Only the lines from the one containing "on the paved" through the end of the entries should be repeated, exactly as they appear, first and last included.

--- DATASET ENTRIES ---

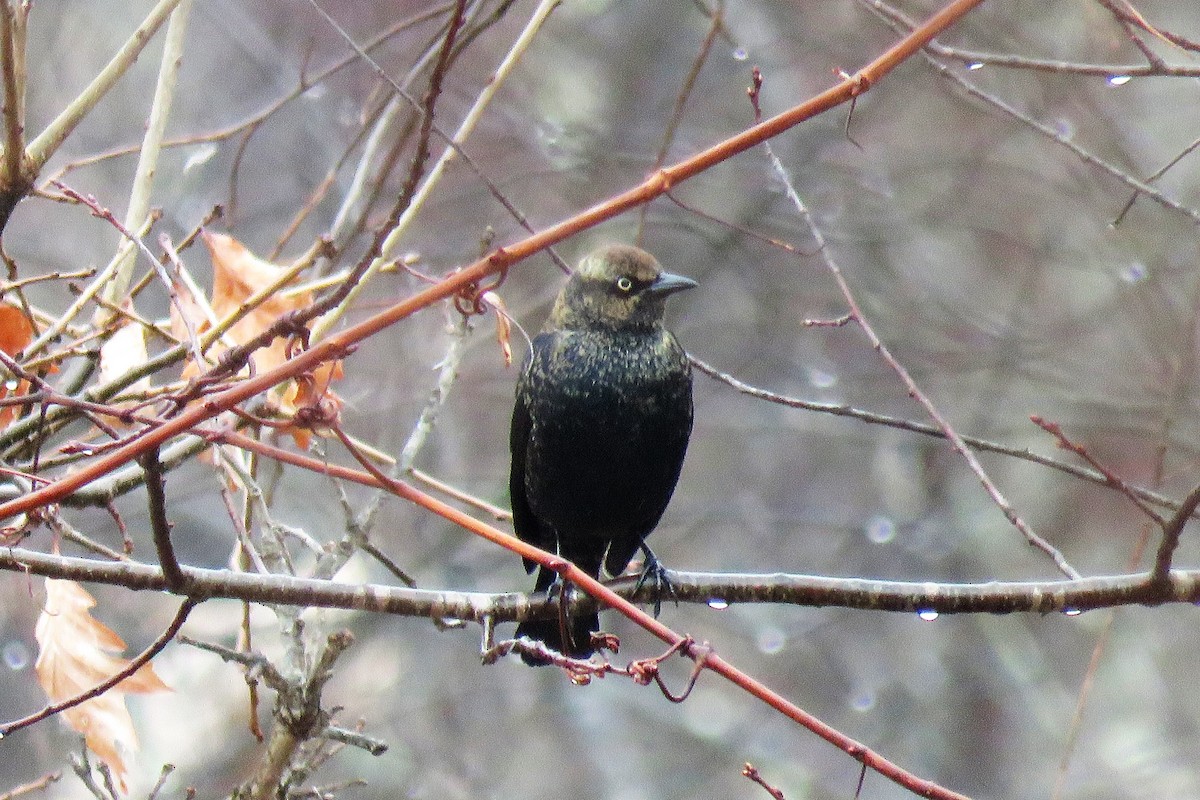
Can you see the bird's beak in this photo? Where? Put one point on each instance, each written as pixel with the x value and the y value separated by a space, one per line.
pixel 669 283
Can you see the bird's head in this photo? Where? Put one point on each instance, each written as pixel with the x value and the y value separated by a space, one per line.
pixel 617 287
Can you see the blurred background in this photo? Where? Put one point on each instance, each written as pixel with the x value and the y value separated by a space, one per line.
pixel 984 251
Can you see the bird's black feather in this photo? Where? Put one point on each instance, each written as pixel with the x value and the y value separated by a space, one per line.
pixel 600 426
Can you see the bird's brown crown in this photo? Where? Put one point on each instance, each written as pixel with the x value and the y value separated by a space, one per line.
pixel 618 288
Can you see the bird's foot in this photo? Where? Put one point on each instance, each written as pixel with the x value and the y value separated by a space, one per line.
pixel 654 572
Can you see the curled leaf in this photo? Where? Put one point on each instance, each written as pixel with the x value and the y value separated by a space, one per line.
pixel 76 651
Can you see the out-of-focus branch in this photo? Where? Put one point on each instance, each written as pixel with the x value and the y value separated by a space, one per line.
pixel 148 157
pixel 468 280
pixel 48 140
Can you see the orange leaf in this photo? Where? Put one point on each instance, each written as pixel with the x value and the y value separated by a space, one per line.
pixel 15 334
pixel 238 275
pixel 75 654
pixel 15 329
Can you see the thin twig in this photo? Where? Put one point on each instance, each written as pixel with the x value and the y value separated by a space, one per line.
pixel 913 390
pixel 159 522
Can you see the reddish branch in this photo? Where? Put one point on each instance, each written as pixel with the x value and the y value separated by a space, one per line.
pixel 340 344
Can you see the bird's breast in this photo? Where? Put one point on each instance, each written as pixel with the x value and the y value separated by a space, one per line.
pixel 610 419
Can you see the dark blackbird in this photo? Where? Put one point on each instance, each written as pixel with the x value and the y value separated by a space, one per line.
pixel 600 426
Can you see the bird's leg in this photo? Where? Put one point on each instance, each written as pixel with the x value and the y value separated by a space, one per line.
pixel 653 570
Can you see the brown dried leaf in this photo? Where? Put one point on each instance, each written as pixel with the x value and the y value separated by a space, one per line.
pixel 75 654
pixel 124 350
pixel 503 326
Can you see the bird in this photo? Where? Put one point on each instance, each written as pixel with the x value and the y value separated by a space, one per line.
pixel 600 427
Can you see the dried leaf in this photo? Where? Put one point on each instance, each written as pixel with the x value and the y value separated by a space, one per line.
pixel 15 334
pixel 238 275
pixel 124 350
pixel 503 326
pixel 75 654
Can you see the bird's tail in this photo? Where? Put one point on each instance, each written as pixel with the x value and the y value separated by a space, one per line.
pixel 550 631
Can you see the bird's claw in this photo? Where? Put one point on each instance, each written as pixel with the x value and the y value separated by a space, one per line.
pixel 654 571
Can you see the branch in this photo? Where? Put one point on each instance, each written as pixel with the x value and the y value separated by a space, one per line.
pixel 340 344
pixel 48 140
pixel 709 588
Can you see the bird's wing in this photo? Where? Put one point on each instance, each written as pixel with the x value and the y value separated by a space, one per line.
pixel 523 519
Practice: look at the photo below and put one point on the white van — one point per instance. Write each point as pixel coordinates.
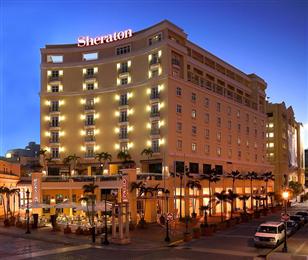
(269, 234)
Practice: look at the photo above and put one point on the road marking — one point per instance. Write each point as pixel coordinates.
(220, 251)
(299, 248)
(48, 252)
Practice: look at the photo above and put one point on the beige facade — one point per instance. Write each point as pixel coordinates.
(284, 144)
(156, 89)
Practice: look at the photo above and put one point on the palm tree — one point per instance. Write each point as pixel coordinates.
(211, 176)
(194, 184)
(103, 158)
(205, 208)
(221, 197)
(268, 176)
(232, 197)
(244, 198)
(251, 176)
(89, 191)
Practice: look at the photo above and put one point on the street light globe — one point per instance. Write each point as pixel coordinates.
(285, 195)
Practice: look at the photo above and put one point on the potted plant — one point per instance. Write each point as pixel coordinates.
(196, 232)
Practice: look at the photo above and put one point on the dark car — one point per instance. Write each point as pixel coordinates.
(303, 214)
(298, 219)
(292, 227)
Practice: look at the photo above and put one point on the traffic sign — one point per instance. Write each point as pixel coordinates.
(285, 217)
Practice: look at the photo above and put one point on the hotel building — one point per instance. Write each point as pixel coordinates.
(150, 89)
(284, 144)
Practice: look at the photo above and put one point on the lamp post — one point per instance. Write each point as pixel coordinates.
(285, 196)
(167, 238)
(106, 242)
(28, 213)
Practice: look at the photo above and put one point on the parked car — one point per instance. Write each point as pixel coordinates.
(303, 214)
(292, 227)
(298, 219)
(269, 234)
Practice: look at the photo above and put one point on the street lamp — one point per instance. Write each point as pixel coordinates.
(167, 238)
(285, 196)
(28, 213)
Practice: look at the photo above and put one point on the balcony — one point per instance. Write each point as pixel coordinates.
(154, 96)
(89, 107)
(155, 131)
(89, 138)
(155, 114)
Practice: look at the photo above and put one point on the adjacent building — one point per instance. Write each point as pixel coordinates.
(284, 144)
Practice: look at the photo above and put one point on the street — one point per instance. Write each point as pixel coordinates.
(233, 243)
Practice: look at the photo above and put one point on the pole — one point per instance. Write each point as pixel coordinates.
(28, 213)
(285, 247)
(106, 242)
(167, 238)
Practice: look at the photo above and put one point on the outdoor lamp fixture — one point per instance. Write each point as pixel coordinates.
(285, 196)
(106, 242)
(28, 213)
(167, 238)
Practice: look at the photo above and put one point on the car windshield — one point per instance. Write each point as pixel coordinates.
(267, 229)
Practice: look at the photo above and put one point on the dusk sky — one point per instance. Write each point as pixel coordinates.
(268, 38)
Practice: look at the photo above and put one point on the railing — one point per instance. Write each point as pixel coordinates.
(82, 178)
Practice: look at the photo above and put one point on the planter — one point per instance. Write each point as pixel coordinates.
(187, 237)
(196, 233)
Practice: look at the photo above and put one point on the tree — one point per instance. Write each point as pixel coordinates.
(296, 188)
(221, 197)
(267, 176)
(231, 198)
(194, 184)
(251, 176)
(103, 158)
(244, 198)
(211, 176)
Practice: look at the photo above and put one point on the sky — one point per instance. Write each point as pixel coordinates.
(269, 38)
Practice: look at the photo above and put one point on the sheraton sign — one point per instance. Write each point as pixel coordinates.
(84, 41)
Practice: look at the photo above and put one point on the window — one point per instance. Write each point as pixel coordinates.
(89, 152)
(154, 93)
(90, 56)
(54, 137)
(194, 130)
(207, 133)
(123, 99)
(178, 108)
(179, 127)
(179, 145)
(55, 121)
(124, 81)
(55, 88)
(54, 106)
(54, 58)
(178, 91)
(193, 147)
(193, 97)
(193, 113)
(123, 50)
(123, 116)
(90, 86)
(90, 120)
(155, 145)
(154, 39)
(55, 152)
(123, 132)
(207, 118)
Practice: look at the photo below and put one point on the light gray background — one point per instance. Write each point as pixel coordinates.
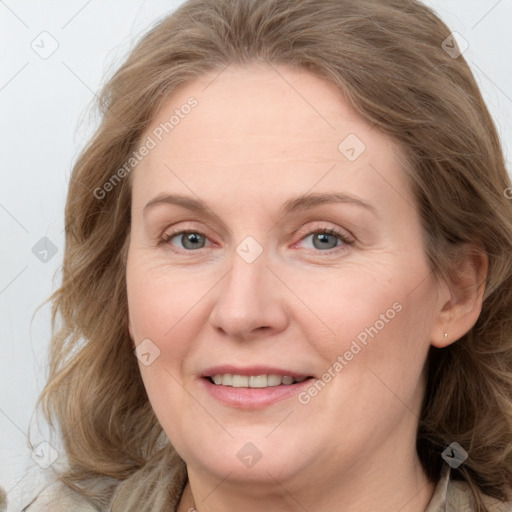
(43, 102)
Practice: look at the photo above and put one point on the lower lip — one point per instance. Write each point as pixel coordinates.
(253, 398)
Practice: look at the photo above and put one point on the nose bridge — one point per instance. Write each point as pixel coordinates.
(247, 299)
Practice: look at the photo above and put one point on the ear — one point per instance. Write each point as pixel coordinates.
(461, 297)
(130, 329)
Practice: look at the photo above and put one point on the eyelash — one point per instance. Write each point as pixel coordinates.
(167, 237)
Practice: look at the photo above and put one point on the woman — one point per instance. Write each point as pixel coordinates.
(287, 281)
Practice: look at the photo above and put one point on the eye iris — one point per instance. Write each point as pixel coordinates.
(324, 238)
(192, 238)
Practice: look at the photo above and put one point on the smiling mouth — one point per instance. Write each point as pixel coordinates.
(254, 381)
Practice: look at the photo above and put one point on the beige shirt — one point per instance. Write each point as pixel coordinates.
(449, 496)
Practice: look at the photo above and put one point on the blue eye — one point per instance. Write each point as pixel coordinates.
(327, 239)
(323, 240)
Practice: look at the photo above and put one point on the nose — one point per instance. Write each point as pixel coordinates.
(250, 301)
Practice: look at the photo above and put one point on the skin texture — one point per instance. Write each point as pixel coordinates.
(258, 137)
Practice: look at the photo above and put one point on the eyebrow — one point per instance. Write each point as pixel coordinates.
(300, 203)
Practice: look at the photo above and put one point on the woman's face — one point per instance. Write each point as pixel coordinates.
(305, 258)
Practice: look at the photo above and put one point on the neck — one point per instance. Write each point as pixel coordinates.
(407, 491)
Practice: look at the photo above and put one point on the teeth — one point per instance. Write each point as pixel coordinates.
(254, 381)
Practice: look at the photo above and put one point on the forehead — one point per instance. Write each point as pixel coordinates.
(265, 126)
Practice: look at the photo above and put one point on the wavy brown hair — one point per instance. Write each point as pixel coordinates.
(388, 61)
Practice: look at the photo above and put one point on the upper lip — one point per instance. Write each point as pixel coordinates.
(251, 370)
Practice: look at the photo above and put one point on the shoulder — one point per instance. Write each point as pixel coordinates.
(456, 496)
(459, 497)
(56, 497)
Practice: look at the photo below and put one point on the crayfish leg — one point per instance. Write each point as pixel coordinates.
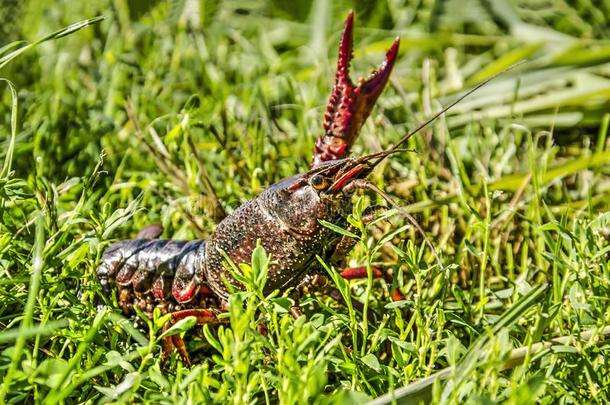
(203, 316)
(358, 273)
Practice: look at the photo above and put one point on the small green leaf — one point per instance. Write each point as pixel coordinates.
(371, 361)
(339, 230)
(181, 326)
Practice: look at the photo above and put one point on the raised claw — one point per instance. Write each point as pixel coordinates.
(350, 105)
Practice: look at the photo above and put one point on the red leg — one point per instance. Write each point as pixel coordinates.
(357, 273)
(204, 316)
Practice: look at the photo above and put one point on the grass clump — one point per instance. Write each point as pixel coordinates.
(177, 112)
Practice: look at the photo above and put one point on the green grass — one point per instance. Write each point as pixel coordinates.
(157, 115)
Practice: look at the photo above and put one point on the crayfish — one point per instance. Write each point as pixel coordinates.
(187, 278)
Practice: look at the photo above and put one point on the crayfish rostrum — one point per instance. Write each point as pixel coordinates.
(187, 278)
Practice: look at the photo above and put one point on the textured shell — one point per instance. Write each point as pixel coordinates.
(149, 273)
(287, 226)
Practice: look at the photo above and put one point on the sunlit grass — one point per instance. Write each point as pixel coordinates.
(164, 116)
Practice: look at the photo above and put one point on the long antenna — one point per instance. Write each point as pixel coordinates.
(450, 106)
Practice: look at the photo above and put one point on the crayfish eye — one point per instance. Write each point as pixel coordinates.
(318, 182)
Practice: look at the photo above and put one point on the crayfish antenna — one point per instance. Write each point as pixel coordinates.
(362, 183)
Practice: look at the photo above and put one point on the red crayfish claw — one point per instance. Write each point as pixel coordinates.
(350, 105)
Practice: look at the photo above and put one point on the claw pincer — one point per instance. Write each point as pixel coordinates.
(191, 278)
(350, 105)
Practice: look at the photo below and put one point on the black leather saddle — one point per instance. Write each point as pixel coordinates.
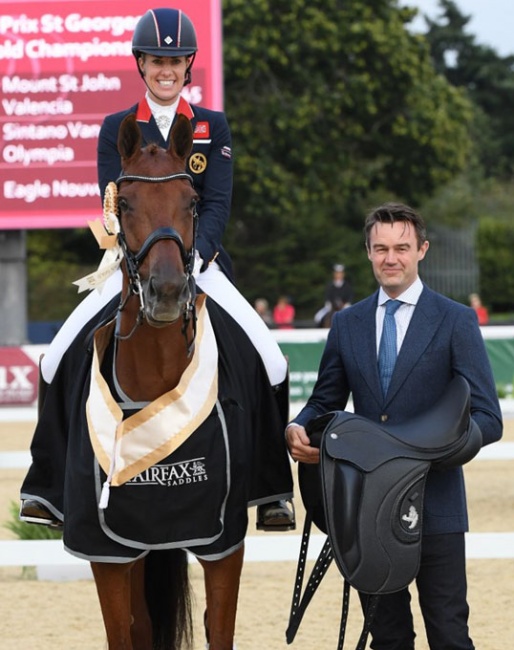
(367, 496)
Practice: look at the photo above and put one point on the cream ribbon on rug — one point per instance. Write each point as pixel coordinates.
(125, 448)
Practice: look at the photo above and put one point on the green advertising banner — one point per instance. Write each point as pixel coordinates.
(304, 348)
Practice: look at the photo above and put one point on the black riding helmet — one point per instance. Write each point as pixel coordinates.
(165, 32)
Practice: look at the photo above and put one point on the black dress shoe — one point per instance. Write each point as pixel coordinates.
(34, 512)
(275, 516)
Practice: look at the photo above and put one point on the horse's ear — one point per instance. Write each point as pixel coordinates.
(181, 138)
(129, 137)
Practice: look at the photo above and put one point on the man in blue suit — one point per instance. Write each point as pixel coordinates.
(436, 339)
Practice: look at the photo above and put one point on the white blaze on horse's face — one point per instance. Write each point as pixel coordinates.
(148, 206)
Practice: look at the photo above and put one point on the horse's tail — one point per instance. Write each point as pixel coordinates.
(168, 596)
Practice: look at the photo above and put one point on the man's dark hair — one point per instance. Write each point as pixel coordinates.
(391, 212)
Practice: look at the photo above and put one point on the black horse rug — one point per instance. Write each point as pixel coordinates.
(177, 473)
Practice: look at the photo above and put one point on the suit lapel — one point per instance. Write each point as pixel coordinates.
(422, 328)
(363, 337)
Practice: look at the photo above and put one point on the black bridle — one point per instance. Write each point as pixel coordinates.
(134, 260)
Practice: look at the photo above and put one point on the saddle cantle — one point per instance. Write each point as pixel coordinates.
(367, 492)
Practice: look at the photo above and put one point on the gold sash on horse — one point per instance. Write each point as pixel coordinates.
(125, 448)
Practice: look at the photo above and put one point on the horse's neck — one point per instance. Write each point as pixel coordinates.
(151, 362)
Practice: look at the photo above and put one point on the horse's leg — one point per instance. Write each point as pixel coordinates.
(141, 630)
(113, 587)
(222, 579)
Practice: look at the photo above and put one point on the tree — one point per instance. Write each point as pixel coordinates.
(330, 103)
(488, 79)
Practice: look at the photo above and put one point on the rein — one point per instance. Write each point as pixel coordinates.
(134, 260)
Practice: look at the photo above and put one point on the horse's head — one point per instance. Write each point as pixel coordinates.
(156, 209)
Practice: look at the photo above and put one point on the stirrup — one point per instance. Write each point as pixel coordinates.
(34, 512)
(276, 516)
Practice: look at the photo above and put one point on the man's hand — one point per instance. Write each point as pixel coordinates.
(300, 446)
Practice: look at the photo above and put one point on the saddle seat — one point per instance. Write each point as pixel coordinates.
(373, 481)
(367, 495)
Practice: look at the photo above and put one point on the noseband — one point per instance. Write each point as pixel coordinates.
(134, 260)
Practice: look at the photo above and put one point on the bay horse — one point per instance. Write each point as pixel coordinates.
(180, 450)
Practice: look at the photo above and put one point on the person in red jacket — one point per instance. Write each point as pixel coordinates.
(284, 313)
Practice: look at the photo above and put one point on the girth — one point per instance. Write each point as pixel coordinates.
(367, 496)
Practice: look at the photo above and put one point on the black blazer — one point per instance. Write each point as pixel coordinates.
(443, 340)
(210, 165)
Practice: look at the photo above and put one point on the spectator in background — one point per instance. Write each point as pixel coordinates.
(261, 306)
(338, 295)
(480, 310)
(284, 313)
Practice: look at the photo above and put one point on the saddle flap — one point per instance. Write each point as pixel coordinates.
(374, 520)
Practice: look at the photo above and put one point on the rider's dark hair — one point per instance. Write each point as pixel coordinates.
(391, 212)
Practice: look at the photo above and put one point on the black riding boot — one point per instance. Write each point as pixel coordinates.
(277, 515)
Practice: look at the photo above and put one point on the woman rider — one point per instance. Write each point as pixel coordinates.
(164, 46)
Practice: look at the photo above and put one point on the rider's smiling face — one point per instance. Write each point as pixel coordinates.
(394, 253)
(164, 76)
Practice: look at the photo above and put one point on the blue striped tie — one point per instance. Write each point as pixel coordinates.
(387, 349)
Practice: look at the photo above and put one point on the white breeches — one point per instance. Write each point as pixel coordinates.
(214, 283)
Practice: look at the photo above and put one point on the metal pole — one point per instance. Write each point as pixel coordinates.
(13, 287)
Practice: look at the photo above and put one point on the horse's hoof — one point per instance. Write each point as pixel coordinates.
(33, 512)
(275, 516)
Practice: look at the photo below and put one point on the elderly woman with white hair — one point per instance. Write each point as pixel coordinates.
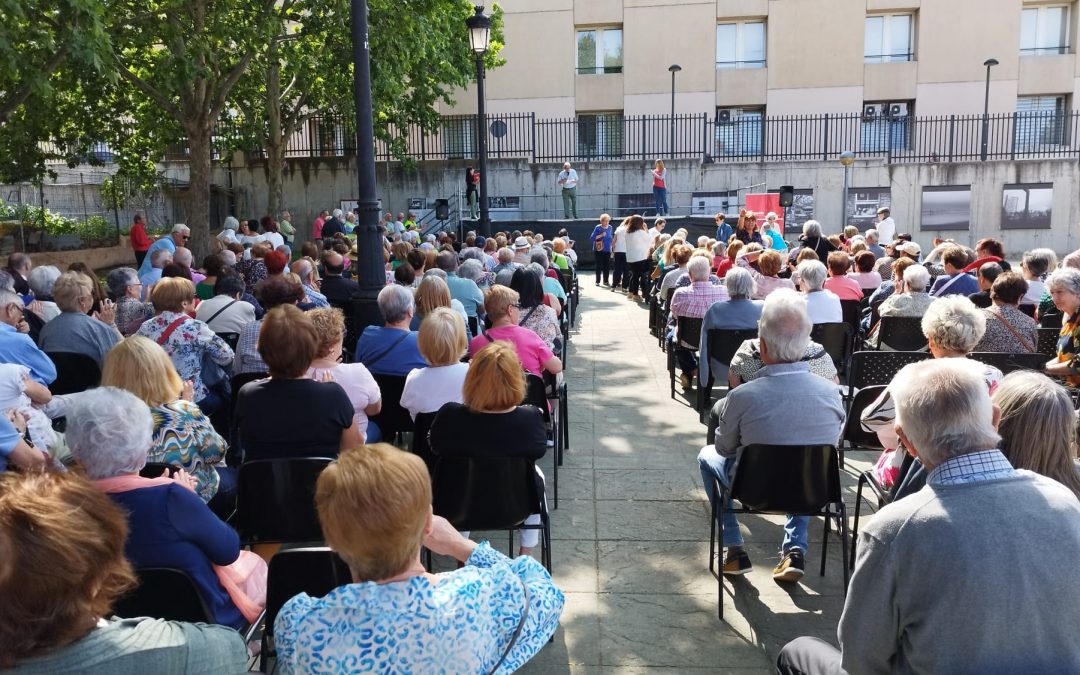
(953, 326)
(1064, 287)
(109, 432)
(822, 305)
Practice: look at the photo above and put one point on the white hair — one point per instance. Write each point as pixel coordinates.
(785, 325)
(811, 274)
(699, 268)
(41, 280)
(922, 391)
(917, 278)
(954, 323)
(740, 283)
(395, 302)
(109, 431)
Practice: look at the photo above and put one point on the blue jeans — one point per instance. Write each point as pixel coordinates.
(713, 464)
(660, 194)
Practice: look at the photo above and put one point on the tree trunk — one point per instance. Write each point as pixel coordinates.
(198, 218)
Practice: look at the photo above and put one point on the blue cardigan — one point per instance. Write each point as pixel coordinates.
(170, 526)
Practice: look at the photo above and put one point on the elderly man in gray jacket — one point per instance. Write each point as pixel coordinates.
(785, 404)
(973, 574)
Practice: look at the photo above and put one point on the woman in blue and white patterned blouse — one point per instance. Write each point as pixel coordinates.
(375, 508)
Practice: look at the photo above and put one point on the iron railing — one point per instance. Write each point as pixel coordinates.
(711, 137)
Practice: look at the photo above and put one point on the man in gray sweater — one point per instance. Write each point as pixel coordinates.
(973, 574)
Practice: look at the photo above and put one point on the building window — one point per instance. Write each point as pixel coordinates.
(740, 44)
(601, 135)
(886, 126)
(599, 51)
(459, 136)
(739, 131)
(1040, 121)
(1044, 30)
(889, 38)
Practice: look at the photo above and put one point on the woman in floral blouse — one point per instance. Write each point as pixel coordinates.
(186, 339)
(490, 616)
(183, 435)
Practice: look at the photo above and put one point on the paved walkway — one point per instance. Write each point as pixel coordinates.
(631, 532)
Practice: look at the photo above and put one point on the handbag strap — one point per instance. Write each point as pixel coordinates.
(1015, 333)
(517, 631)
(169, 332)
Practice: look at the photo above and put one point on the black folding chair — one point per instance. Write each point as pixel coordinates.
(902, 334)
(796, 480)
(688, 337)
(1008, 363)
(75, 373)
(314, 570)
(392, 419)
(491, 494)
(275, 500)
(721, 343)
(1048, 341)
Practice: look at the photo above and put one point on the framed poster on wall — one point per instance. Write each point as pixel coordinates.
(1027, 205)
(946, 207)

---

* [COMPLETE ANSWER]:
Practice: look at the photo above and put one point on the paved walkway — one point per instance. Write each point as pixel coordinates.
(631, 532)
Practice: look at the photo above and put one point on the handbag strap — one point per instance. Write each point as pixel coordinates.
(1015, 333)
(517, 631)
(169, 332)
Practice: look at the photo above and put one point on the black folding chair — one point per instance. Write each point as pixel coordinates.
(902, 334)
(796, 480)
(688, 337)
(1008, 363)
(75, 373)
(314, 570)
(392, 419)
(491, 494)
(275, 500)
(721, 343)
(1048, 341)
Practice: look at the photo above and put one point on the framed poster on wall — one point per instance. Write each point as pixel coordinates.
(1027, 205)
(946, 207)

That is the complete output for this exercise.